*** Opening of Provided records ***

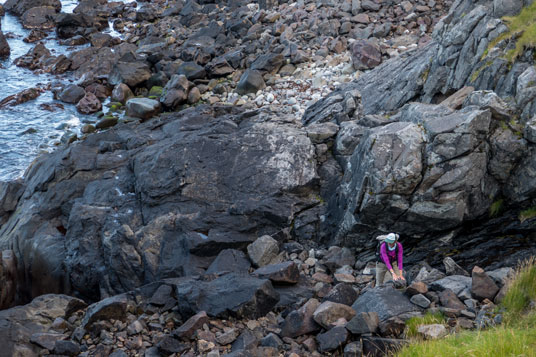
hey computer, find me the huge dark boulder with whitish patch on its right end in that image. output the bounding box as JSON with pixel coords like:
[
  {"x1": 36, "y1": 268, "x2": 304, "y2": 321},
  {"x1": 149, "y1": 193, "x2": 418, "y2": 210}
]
[{"x1": 0, "y1": 106, "x2": 319, "y2": 300}]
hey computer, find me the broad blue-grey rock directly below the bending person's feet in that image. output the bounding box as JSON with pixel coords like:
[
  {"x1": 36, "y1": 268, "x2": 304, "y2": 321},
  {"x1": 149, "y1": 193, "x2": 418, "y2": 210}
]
[{"x1": 352, "y1": 286, "x2": 419, "y2": 322}]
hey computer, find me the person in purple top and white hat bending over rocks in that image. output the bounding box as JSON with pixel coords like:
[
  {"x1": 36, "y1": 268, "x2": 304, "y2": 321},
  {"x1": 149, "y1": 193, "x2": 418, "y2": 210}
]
[{"x1": 376, "y1": 233, "x2": 406, "y2": 286}]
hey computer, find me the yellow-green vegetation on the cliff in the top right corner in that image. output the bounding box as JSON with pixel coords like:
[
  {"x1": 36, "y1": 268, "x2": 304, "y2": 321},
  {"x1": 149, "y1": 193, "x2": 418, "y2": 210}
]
[{"x1": 484, "y1": 2, "x2": 536, "y2": 63}]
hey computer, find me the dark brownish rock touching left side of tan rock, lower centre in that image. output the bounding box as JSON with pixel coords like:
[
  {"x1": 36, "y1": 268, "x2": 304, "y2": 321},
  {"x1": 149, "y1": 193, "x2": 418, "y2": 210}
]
[{"x1": 281, "y1": 299, "x2": 321, "y2": 338}]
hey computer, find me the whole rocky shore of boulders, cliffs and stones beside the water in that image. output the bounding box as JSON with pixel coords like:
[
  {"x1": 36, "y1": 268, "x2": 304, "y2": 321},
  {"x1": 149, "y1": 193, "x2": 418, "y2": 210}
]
[{"x1": 0, "y1": 0, "x2": 536, "y2": 357}]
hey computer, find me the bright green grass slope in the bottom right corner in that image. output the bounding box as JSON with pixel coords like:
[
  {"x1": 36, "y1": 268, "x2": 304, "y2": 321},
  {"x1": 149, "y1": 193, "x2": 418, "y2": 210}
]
[{"x1": 396, "y1": 257, "x2": 536, "y2": 357}]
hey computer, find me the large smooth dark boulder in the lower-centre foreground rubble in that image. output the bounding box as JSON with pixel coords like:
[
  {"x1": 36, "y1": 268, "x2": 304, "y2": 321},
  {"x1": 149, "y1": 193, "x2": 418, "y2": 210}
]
[{"x1": 176, "y1": 273, "x2": 279, "y2": 318}]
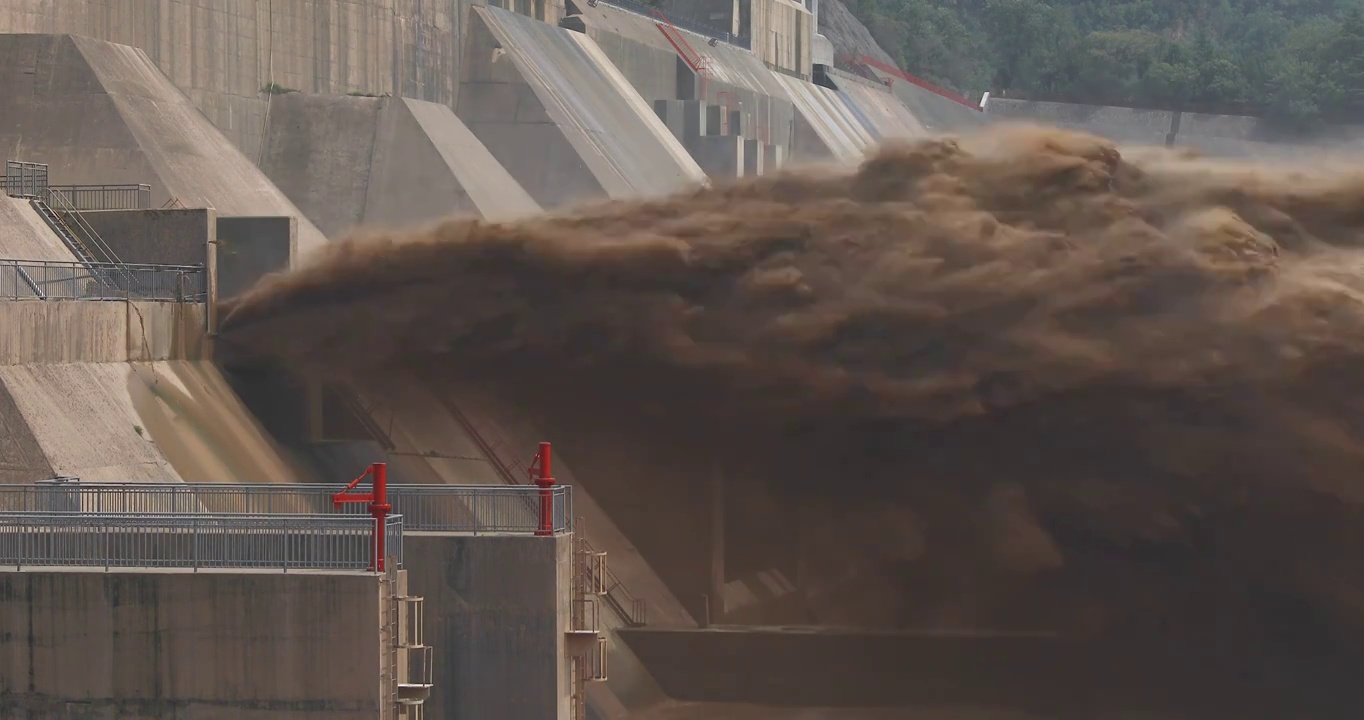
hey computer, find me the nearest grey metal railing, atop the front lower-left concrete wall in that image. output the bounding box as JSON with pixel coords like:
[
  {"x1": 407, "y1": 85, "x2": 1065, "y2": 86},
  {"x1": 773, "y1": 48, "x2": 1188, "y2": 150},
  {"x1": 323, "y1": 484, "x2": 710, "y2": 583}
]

*** Close of Provided records ***

§ **Exercise requirements**:
Each record above goes into the copy unchanged; the pictures do not.

§ **Reply to the task**:
hey computer, find me the huge dark boulder with whitish patch on its right end in that image. output the bounding box as JSON with pixel coords like:
[
  {"x1": 36, "y1": 268, "x2": 304, "y2": 321},
  {"x1": 149, "y1": 193, "x2": 418, "y2": 210}
]
[{"x1": 0, "y1": 106, "x2": 319, "y2": 300}]
hey computer, find me the broad blue-grey rock directly below the bending person's feet in that image. output the bounding box as JSON with pixel coords like:
[
  {"x1": 36, "y1": 268, "x2": 304, "y2": 321},
  {"x1": 149, "y1": 193, "x2": 418, "y2": 210}
]
[{"x1": 352, "y1": 286, "x2": 419, "y2": 322}]
hey computer, find me the person in purple top and white hat bending over rocks in that image. output the bounding box as JSON with pixel coords like:
[
  {"x1": 36, "y1": 268, "x2": 304, "y2": 321},
  {"x1": 149, "y1": 193, "x2": 418, "y2": 210}
]
[{"x1": 376, "y1": 233, "x2": 406, "y2": 286}]
hey computer, find me the yellow-green vegetation on the cliff in the top right corner in that image. output the bounding box as JSON with pixel coords like:
[
  {"x1": 36, "y1": 268, "x2": 304, "y2": 321},
  {"x1": 149, "y1": 193, "x2": 418, "y2": 210}
]
[{"x1": 484, "y1": 2, "x2": 536, "y2": 63}]
hey computer, find me the dark brownish rock touching left side of tan rock, lower centre in that image. output the bounding box as JSON with pixel coords like:
[
  {"x1": 36, "y1": 268, "x2": 304, "y2": 321},
  {"x1": 149, "y1": 193, "x2": 418, "y2": 210}
]
[{"x1": 281, "y1": 299, "x2": 321, "y2": 338}]
hey computer, find me the whole rocky shore of boulders, cliffs and stones beside the water in that image. output the bounding box as JSON with pixel coords like:
[
  {"x1": 36, "y1": 268, "x2": 304, "y2": 321},
  {"x1": 149, "y1": 193, "x2": 418, "y2": 210}
]
[{"x1": 0, "y1": 0, "x2": 536, "y2": 357}]
hey computer, find me the bright green grass slope in the bottom right corner in that image. output the bounding box as JSON with pixel coords like:
[
  {"x1": 36, "y1": 268, "x2": 304, "y2": 321},
  {"x1": 149, "y1": 193, "x2": 418, "y2": 210}
]
[{"x1": 396, "y1": 257, "x2": 536, "y2": 357}]
hey computer, find me the large smooth dark boulder in the lower-centre foreground rubble in that image. output the bounding box as JSON with pixel coords like:
[
  {"x1": 36, "y1": 268, "x2": 304, "y2": 321},
  {"x1": 149, "y1": 193, "x2": 418, "y2": 210}
]
[{"x1": 176, "y1": 273, "x2": 279, "y2": 318}]
hey computer, find me the nearest grey metal railing, atop the front lower-left concrete wall in that image. output the bounding box as JSON with pixel coords like:
[
  {"x1": 407, "y1": 85, "x2": 1065, "y2": 86},
  {"x1": 773, "y1": 48, "x2": 1188, "y2": 150},
  {"x1": 323, "y1": 484, "x2": 710, "y2": 583}
]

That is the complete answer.